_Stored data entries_
□ □ □ □ □ □ □

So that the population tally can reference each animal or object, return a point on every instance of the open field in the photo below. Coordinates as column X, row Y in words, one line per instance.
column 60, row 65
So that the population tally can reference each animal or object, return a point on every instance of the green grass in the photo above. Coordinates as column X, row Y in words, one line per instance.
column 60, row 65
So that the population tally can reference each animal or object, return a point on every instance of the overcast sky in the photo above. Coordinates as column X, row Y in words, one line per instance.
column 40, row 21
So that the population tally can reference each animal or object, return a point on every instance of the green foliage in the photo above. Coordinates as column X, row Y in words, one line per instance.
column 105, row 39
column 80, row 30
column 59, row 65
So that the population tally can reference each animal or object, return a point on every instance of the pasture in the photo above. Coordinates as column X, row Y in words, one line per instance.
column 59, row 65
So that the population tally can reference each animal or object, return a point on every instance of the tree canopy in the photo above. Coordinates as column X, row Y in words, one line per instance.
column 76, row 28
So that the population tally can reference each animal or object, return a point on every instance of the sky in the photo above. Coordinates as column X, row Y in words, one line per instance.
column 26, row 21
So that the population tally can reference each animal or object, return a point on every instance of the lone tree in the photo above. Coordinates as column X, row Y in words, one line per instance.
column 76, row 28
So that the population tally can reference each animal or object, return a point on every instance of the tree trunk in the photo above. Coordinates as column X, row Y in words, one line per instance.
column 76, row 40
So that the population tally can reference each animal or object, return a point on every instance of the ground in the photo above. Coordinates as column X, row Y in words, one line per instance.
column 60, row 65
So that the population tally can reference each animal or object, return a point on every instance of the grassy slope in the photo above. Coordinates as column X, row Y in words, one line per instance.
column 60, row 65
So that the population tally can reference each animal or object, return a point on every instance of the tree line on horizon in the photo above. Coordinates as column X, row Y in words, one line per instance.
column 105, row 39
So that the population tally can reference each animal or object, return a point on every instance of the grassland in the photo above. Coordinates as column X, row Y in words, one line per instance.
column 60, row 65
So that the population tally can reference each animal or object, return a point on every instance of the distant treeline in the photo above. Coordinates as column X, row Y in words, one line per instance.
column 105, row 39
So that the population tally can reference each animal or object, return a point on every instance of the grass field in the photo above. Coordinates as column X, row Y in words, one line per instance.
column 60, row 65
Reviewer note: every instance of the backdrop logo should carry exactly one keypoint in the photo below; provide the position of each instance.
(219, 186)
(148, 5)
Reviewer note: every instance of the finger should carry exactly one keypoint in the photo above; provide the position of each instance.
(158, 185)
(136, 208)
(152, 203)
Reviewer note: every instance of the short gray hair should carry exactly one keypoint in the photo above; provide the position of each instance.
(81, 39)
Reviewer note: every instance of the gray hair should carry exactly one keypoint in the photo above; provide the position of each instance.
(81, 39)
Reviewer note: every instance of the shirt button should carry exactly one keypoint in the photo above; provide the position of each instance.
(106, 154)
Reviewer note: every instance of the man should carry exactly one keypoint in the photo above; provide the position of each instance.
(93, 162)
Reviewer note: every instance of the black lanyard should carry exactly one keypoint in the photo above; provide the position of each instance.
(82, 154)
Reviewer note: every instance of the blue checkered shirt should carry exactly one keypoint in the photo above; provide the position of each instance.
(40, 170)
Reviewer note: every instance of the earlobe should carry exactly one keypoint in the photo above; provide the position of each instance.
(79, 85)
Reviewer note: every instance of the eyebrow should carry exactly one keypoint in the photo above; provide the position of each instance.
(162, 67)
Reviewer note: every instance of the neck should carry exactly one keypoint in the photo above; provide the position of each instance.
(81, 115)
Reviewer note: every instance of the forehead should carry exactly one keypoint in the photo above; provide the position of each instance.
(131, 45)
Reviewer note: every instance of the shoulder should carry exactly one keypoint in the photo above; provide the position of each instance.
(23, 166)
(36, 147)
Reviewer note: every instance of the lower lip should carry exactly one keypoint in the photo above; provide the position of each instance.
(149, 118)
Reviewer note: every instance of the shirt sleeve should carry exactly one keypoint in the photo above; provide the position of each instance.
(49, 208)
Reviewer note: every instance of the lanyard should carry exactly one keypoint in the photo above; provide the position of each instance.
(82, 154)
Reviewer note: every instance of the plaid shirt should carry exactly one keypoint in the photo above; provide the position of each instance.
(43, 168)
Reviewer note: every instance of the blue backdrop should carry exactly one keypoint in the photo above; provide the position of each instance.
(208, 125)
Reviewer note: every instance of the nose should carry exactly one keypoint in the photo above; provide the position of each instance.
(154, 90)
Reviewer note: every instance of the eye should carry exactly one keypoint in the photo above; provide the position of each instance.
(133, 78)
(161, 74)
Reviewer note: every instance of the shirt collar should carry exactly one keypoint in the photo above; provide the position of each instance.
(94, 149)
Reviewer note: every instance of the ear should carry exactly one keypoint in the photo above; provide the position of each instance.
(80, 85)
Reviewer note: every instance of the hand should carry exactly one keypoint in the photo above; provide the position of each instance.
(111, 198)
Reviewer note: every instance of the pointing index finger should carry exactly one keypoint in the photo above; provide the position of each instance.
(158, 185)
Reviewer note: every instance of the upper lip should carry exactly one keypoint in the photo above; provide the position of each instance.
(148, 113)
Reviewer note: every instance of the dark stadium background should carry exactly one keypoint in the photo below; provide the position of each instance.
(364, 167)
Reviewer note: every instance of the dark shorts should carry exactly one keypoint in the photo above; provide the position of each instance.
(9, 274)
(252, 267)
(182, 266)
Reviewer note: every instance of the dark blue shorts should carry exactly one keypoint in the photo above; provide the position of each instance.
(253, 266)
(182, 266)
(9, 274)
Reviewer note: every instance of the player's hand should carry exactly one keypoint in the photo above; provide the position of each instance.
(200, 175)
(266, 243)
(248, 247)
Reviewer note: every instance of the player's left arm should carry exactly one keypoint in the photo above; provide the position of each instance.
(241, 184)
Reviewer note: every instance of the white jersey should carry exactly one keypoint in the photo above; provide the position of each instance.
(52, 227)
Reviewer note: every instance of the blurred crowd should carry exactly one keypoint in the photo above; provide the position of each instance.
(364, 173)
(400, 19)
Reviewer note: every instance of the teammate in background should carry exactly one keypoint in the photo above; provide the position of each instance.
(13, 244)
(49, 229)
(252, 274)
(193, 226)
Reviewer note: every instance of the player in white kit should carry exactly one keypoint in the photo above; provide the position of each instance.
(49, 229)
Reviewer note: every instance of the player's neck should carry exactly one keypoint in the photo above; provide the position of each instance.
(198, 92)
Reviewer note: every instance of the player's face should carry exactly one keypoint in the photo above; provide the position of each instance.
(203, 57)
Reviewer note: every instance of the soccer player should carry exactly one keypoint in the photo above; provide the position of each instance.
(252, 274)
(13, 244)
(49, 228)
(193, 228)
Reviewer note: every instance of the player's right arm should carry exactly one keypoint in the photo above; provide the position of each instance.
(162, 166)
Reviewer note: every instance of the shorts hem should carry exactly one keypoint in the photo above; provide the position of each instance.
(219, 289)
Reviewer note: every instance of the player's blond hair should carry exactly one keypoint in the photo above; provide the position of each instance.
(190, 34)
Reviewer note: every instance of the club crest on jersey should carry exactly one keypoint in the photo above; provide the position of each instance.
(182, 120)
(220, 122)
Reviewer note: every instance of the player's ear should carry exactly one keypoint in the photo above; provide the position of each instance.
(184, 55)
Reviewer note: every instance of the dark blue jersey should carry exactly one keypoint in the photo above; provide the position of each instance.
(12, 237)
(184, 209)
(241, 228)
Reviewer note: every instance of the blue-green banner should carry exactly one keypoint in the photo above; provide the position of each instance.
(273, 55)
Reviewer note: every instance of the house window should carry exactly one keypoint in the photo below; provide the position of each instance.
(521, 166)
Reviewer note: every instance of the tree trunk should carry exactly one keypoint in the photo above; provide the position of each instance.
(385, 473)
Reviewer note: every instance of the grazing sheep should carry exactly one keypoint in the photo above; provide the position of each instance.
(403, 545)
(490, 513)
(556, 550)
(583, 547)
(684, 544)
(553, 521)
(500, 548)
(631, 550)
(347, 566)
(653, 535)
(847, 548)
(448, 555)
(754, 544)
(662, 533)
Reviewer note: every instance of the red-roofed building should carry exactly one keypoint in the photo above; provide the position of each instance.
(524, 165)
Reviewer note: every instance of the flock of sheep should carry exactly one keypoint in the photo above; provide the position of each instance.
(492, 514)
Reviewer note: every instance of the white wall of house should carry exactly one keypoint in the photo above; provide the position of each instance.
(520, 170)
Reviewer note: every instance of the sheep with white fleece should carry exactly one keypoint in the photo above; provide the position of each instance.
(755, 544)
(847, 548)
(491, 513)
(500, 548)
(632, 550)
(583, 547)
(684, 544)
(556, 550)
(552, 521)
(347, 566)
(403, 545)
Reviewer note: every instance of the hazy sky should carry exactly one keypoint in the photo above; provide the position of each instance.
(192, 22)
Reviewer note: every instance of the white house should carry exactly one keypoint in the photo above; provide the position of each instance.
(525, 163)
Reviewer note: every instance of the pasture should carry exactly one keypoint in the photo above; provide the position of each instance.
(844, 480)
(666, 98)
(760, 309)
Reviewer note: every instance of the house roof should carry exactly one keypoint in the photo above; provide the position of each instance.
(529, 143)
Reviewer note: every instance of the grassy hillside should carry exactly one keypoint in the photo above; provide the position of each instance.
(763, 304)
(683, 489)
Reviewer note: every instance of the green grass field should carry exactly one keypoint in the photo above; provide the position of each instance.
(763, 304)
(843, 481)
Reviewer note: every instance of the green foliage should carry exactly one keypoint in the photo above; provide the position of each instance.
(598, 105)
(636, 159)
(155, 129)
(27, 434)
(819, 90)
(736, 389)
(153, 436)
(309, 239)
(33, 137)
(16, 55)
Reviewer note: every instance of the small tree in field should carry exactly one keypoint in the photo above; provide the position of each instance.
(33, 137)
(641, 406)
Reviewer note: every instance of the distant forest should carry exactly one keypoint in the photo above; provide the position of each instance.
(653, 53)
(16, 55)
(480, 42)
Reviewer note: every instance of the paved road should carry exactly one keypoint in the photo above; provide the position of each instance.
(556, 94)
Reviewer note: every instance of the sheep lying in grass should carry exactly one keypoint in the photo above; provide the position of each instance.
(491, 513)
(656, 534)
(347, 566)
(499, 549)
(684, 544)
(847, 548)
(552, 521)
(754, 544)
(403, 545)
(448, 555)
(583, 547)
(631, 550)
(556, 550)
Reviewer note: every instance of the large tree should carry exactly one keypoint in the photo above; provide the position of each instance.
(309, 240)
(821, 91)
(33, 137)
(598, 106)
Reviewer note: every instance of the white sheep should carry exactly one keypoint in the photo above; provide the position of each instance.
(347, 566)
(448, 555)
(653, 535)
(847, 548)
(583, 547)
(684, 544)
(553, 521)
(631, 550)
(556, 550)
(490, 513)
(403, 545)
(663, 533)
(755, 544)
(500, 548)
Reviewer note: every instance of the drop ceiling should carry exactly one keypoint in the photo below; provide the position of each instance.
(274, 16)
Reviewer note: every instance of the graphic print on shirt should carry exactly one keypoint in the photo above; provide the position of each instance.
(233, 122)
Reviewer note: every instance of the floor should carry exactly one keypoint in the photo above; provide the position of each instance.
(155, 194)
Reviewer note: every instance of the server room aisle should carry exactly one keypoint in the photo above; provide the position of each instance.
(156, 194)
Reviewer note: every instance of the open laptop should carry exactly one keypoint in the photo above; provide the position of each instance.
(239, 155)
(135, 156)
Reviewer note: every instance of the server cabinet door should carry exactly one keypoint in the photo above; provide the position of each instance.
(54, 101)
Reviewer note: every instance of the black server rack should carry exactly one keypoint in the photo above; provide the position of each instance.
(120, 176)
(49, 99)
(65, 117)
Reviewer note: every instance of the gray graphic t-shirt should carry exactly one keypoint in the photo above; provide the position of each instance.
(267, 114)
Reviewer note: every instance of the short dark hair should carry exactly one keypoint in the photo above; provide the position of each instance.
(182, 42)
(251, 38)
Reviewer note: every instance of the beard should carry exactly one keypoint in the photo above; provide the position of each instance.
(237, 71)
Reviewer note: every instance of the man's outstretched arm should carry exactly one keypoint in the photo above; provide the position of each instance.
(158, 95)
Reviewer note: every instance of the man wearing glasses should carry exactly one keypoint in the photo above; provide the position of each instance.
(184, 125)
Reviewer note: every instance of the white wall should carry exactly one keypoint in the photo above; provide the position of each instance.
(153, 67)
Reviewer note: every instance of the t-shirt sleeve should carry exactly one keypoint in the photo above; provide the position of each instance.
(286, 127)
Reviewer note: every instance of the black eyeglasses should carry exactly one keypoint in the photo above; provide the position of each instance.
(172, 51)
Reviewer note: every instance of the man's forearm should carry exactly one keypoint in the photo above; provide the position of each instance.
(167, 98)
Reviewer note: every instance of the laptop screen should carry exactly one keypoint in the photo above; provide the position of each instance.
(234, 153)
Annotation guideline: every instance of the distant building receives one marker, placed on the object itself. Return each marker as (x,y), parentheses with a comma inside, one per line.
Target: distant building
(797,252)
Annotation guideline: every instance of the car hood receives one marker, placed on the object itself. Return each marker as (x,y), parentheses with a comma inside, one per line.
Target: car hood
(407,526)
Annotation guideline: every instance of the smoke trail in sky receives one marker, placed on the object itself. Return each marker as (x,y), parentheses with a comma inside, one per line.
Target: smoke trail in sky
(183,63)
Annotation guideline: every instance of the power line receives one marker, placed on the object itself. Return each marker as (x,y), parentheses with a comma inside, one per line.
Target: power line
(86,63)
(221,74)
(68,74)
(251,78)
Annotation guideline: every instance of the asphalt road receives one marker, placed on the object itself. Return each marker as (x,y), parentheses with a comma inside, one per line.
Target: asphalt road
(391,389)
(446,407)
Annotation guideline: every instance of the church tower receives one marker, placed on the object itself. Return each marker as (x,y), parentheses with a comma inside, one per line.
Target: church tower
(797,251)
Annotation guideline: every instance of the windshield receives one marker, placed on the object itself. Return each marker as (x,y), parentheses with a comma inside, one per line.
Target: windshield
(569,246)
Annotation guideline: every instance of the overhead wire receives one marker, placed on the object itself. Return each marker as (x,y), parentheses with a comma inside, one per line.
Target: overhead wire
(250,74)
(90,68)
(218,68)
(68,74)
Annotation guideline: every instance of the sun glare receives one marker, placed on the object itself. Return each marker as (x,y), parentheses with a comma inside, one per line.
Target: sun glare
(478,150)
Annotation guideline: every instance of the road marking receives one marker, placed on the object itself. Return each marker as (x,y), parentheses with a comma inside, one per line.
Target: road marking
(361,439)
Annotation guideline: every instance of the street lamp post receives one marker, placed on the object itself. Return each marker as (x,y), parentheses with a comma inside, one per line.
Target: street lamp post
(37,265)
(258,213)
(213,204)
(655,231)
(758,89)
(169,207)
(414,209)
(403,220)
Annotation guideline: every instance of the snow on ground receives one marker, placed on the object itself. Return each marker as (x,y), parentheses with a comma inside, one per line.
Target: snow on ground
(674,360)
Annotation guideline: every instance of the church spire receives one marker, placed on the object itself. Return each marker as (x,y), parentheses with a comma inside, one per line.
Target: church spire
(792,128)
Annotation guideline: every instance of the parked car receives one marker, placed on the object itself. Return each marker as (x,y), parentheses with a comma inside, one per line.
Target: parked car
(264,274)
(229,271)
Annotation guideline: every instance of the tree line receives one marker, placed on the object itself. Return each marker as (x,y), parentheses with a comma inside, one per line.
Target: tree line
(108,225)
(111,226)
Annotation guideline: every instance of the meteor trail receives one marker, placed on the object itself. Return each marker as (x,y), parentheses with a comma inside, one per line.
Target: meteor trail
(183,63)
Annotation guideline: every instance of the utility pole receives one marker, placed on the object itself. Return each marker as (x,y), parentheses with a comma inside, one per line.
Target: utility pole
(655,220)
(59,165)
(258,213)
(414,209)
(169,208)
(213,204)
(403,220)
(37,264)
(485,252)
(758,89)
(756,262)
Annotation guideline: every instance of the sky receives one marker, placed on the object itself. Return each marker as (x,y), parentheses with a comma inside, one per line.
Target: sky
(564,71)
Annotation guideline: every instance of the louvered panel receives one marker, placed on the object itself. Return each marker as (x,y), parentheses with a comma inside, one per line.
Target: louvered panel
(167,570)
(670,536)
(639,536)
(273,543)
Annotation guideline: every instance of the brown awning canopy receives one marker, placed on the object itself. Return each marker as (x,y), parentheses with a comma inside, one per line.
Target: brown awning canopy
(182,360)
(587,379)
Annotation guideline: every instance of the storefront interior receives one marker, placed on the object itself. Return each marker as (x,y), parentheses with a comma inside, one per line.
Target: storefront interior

□ □ □ □ □ □ □

_EXERCISE_
Find and copy each line above holding "interior".

_SOLUTION TO THE PROBLEM_
Annotation guideline: every instance of the storefront interior receives one marker, placed on the object itself. Return each marker as (x,y), parentheses with a comma inside, one per line.
Target: storefront interior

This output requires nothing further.